### [WORK ITEM]
Reproduce the passage below about same-sex marriage and the pill, word for word, between "I went to Catholic" and "going to take.", inclusive.

### [SELECTED PASSAGE]
[Start of Attachment]

The enemy must be stronger because if it’s weaker then how can it be winning? Yet it won, the fight is over and homosexuals have the same right to a legally recognized marriage as the rest of the people. It’s over and the law, again, does not affect you if you aren’t gay. If you don’t want to marry a person of the same sex as you, the same right of refusal exists that existed when you didn’t want to marry a person of the opposite sex. Which is why I was delighted to read president of the Catholic University of America John Garvey’s op ed piece in the Catholic Courier titled “Same-sex Marriage is the legacy of the Pill.”

I went to Catholic school as long time readers will remember and I went through their version of sex “education.” It wasn’t completely useless, they, unlike some states in the country at least made us get the anatomy right. However, those anatomy lessons were accompanied by the evils of sex and masturbation, the idea that sex was strictly for procreation, and only between a married couple—the idea that marriage was between a man and a woman was so obvious that it didn’t need to be said. They always trotted out the dangers of contraception, dangers which have no medical basis, and the horrid evil of planned parenthood. I bought all of this hook, line, and sinker; so in reading Garvey’s article I could nod along easily predicting the path that he was going to take.

The problem is that “the pill” has nothing to do with homosexuality. The link between the two is so tenuous you might as well claim that it is made of unicorns and dragons. Garvey contends, “the fracturing of sexual contracts due to the pill has led us to reframe same-sex marriage as an issue of equality and discrimination, not of societal health.” I disagree, societal health has a great deal to do with equality and discrimination, when there is universal equality and no discrimination I would say that a society is very healthy. His contention is the opposite: societal health mandates that we not allow the legal recognition of same sex unions, but he never makes the case as to why this is. What is the harm? It’s been over a month and if his god were going to express his displeasure at the ruling he is certainly taking his damn time. He also fails to explain the harm in the pill, but it’s such a doctrine of Catholicism that it’s just taken as a brute fact that the thing is evil…even though the doctrine of double effect allows it and Jesus, in the gospels, fails to address the topic of birth control or homosexuality at all (and both certainly existed). The Catholic institution of marriage has not been affected one bit by the ruling. The Catholic church is perfectly within its rights to refuse to marry individuals within its doors just as they would have been within their rights to deny my marriage, but for some reason they didn’t.

The pill didn’t cause this, the recognition of a legal protection for all individuals is what did. I get what he’s trying (and failing) to argue: that if we didn’t free up our sexual mores 51% of the population wouldn’t regard homosexuality and homosexuals as anything worth tolerating. We’d all be losing our virginity on our wedding nights while clumsily trying to figure out how to have sex because then sex always leads to children. Which biologically is utterly untrue, but if we were going to nitpick all of the problems with his argument I’d easily have a month’s worth of material. The pill isn’t an evil I don’t care how often it is repeated like a mantra. The fact is, that if you are living in a first world industrialized nation, you are living in the safest possible place in all of history. This isn’t because of the pill but if people who think like Garvey were correct this should not be the case.

[End of Attachment]

### [DATA LISTING]
[Start of Attachment]

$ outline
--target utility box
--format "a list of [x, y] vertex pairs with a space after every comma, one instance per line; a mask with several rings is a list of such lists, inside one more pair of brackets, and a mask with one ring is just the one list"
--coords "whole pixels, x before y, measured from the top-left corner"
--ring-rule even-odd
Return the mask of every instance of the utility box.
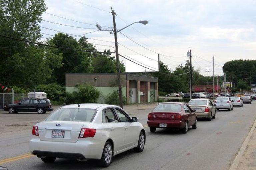
[[31, 92], [28, 93], [28, 98], [46, 98], [46, 93], [44, 92]]

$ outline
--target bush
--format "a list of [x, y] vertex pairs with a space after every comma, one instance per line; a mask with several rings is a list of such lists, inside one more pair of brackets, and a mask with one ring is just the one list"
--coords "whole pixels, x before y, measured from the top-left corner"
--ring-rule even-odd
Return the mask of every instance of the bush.
[[56, 83], [40, 84], [36, 87], [36, 91], [43, 92], [47, 94], [47, 98], [50, 100], [63, 102], [65, 100], [65, 86]]
[[[112, 93], [109, 94], [105, 97], [105, 102], [109, 105], [119, 105], [119, 95], [118, 92], [115, 91]], [[123, 96], [123, 104], [125, 104], [126, 103], [126, 98], [125, 96]]]
[[85, 84], [79, 84], [76, 86], [75, 88], [77, 91], [72, 93], [66, 93], [66, 104], [97, 103], [100, 96], [100, 92], [94, 86]]

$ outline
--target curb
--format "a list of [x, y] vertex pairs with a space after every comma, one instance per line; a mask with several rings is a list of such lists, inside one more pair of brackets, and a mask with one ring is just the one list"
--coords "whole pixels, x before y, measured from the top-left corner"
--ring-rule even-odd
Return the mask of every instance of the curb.
[[241, 147], [237, 153], [237, 155], [236, 155], [235, 160], [231, 165], [230, 168], [229, 168], [229, 170], [237, 170], [237, 167], [239, 165], [239, 163], [240, 162], [240, 160], [244, 153], [244, 151], [245, 150], [245, 149], [248, 145], [249, 140], [250, 140], [250, 139], [252, 135], [252, 133], [253, 132], [255, 127], [256, 127], [256, 119], [254, 120], [253, 124], [252, 125], [252, 126], [251, 128], [249, 133], [248, 133], [248, 135], [247, 135], [247, 137], [245, 138], [245, 140], [244, 140], [243, 144], [242, 145]]

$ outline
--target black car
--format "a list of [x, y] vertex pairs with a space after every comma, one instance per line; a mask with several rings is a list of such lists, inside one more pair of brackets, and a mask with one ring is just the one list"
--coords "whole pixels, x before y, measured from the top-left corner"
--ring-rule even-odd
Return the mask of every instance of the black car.
[[182, 96], [182, 98], [183, 99], [185, 99], [186, 98], [190, 98], [190, 94], [189, 93], [187, 93], [184, 94], [184, 95]]
[[21, 101], [16, 104], [9, 104], [4, 107], [5, 111], [10, 113], [19, 112], [37, 112], [39, 114], [45, 113], [53, 110], [51, 101], [48, 99], [30, 98]]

[End of Attachment]

### [EXERCISE RESPONSE]
I went to Catholic school as long time readers will remember and I went through their version of sex “education.” It wasn’t completely useless, they, unlike some states in the country at least made us get the anatomy right. However, those anatomy lessons were accompanied by the evils of sex and masturbation, the idea that sex was strictly for procreation, and only between a married couple—the idea that marriage was between a man and a woman was so obvious that it didn’t need to be said. They always trotted out the dangers of contraception, dangers which have no medical basis, and the horrid evil of planned parenthood. I bought all of this hook, line, and sinker; so in reading Garvey’s article I could nod along easily predicting the path that he was going to take.